What this task involves:
Replace "outline each instance" with "trace every instance" throughout the items below, keeping all else unchanged, and leave the pictures out of your answer.

[Items contained in a dataset]
------------

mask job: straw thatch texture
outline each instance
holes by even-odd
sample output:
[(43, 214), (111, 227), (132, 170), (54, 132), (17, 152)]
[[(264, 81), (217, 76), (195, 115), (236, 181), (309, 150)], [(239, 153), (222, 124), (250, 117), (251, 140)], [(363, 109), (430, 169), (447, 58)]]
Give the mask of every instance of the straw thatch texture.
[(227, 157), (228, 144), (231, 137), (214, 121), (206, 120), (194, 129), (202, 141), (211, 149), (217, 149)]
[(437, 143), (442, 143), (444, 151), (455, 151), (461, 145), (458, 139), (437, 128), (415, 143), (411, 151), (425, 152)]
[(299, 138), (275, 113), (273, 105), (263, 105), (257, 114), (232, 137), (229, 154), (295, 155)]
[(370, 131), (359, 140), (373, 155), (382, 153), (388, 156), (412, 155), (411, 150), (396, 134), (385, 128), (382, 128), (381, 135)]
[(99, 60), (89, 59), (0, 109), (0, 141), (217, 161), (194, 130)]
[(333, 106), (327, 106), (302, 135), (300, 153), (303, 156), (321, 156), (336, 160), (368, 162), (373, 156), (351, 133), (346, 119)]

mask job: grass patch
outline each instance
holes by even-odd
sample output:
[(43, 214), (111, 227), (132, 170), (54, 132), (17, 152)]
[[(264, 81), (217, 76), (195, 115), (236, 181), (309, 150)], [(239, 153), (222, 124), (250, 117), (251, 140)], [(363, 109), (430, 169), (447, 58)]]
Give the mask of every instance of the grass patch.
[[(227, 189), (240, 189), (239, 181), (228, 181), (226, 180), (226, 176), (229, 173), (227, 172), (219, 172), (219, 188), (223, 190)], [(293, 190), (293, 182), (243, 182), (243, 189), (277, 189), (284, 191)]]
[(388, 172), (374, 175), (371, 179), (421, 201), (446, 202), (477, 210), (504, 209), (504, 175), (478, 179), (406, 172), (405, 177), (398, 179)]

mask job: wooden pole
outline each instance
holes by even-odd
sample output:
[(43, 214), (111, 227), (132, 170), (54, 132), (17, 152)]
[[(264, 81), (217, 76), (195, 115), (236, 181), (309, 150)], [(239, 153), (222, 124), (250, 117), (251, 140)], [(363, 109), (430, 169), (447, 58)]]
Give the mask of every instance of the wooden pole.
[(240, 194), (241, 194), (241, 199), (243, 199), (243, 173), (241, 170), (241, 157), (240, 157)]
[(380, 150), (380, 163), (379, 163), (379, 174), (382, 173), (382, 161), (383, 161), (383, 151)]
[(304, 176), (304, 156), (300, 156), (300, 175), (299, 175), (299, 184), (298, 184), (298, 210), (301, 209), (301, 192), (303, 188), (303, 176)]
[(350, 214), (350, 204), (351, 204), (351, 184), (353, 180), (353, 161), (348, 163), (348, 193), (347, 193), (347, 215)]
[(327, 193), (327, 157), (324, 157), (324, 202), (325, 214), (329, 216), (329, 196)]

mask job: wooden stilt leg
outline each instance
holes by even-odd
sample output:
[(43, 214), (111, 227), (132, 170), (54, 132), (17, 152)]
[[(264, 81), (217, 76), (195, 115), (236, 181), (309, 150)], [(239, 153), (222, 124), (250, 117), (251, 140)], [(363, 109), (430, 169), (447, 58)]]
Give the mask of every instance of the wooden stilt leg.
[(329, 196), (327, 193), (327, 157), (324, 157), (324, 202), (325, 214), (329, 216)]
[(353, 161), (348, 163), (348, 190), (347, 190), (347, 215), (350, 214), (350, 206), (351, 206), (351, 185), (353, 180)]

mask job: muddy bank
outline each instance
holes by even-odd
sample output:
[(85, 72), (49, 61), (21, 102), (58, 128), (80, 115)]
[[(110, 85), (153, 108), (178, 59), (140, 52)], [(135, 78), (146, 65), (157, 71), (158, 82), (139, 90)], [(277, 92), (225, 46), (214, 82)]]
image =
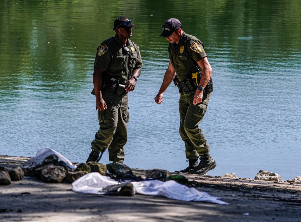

------------

The result:
mask job: straw thatch texture
trace every instance
holes by even-odd
sample output:
[(43, 214), (111, 227), (132, 170), (54, 132), (17, 152)]
[[(264, 81), (217, 76), (195, 115), (236, 181), (309, 150)], [(239, 153), (222, 124), (250, 117), (251, 140)], [(363, 109), (430, 169), (447, 58)]]
Give the mask of every instance of the straw thatch texture.
[(227, 157), (228, 144), (231, 137), (214, 121), (206, 120), (194, 129), (202, 141), (211, 149), (217, 149)]
[(437, 143), (442, 143), (444, 151), (455, 151), (461, 145), (458, 139), (437, 128), (415, 143), (411, 151), (425, 152)]
[(299, 138), (275, 113), (273, 105), (263, 105), (257, 114), (232, 137), (229, 154), (295, 155)]
[(370, 131), (359, 140), (373, 155), (382, 153), (388, 156), (412, 155), (411, 150), (396, 134), (385, 128), (382, 128), (381, 135)]
[(99, 60), (89, 59), (0, 109), (0, 141), (217, 161), (194, 130)]
[(333, 106), (327, 106), (302, 135), (300, 153), (303, 156), (321, 156), (336, 160), (368, 162), (373, 156), (351, 133), (346, 119)]

mask job: grass patch
trace every instance
holes by even-odd
sample output:
[(43, 214), (111, 227), (132, 170), (54, 132), (17, 152)]
[[(264, 81), (217, 76), (195, 115), (236, 181), (309, 150)], [(239, 153), (222, 124), (250, 117), (251, 140)], [(363, 109), (430, 169), (447, 58)]]
Give the mask of every instance of the grass patch.
[[(227, 189), (240, 189), (239, 181), (228, 181), (226, 180), (226, 176), (229, 173), (227, 172), (219, 172), (219, 188), (223, 190)], [(293, 190), (293, 182), (243, 182), (243, 189), (277, 189), (284, 191)]]
[(388, 172), (374, 175), (371, 179), (421, 201), (446, 202), (477, 210), (504, 209), (504, 175), (478, 179), (406, 172), (405, 177), (398, 179)]

mask job: wooden pole
trace every instance
holes by even-odd
sample output:
[(43, 214), (111, 227), (132, 170), (54, 132), (17, 152)]
[[(264, 81), (217, 76), (195, 115), (236, 181), (309, 150)], [(239, 153), (222, 124), (250, 117), (251, 140)], [(363, 109), (430, 169), (447, 58)]]
Give the mask of every instance of the wooden pole.
[(240, 194), (241, 194), (241, 199), (243, 199), (243, 173), (241, 170), (241, 157), (240, 157)]
[(380, 150), (380, 163), (379, 163), (379, 174), (382, 173), (382, 161), (383, 161), (383, 151)]
[(304, 176), (304, 156), (300, 156), (300, 175), (299, 175), (299, 184), (298, 184), (298, 210), (301, 209), (301, 192), (303, 188), (303, 176)]
[(350, 214), (350, 204), (351, 204), (351, 184), (353, 180), (353, 161), (348, 163), (348, 193), (347, 193), (347, 215)]
[(327, 193), (327, 157), (324, 157), (324, 202), (325, 214), (329, 216), (329, 196)]

mask job: wooden stilt leg
trace every instance
holes by even-odd
sample output:
[(43, 214), (111, 227), (132, 170), (54, 132), (17, 152)]
[[(264, 81), (217, 76), (195, 115), (236, 181), (309, 150)], [(239, 153), (222, 124), (250, 117), (251, 140)], [(363, 109), (430, 169), (447, 58)]]
Give the mask of every instance of the wooden stilt leg.
[(329, 196), (327, 193), (327, 157), (324, 157), (324, 202), (325, 214), (329, 216)]
[(353, 161), (348, 163), (348, 190), (347, 190), (347, 215), (350, 214), (350, 206), (351, 206), (351, 185), (353, 180)]

mask job: muddy bank
trace every instance
holes by even-odd
sample output:
[(85, 72), (49, 61), (21, 102), (58, 128), (80, 115)]
[[(110, 85), (153, 108), (178, 59), (140, 52)], [(135, 78), (146, 65), (157, 71), (158, 82), (139, 90)], [(277, 92), (225, 46), (214, 82)]]
image =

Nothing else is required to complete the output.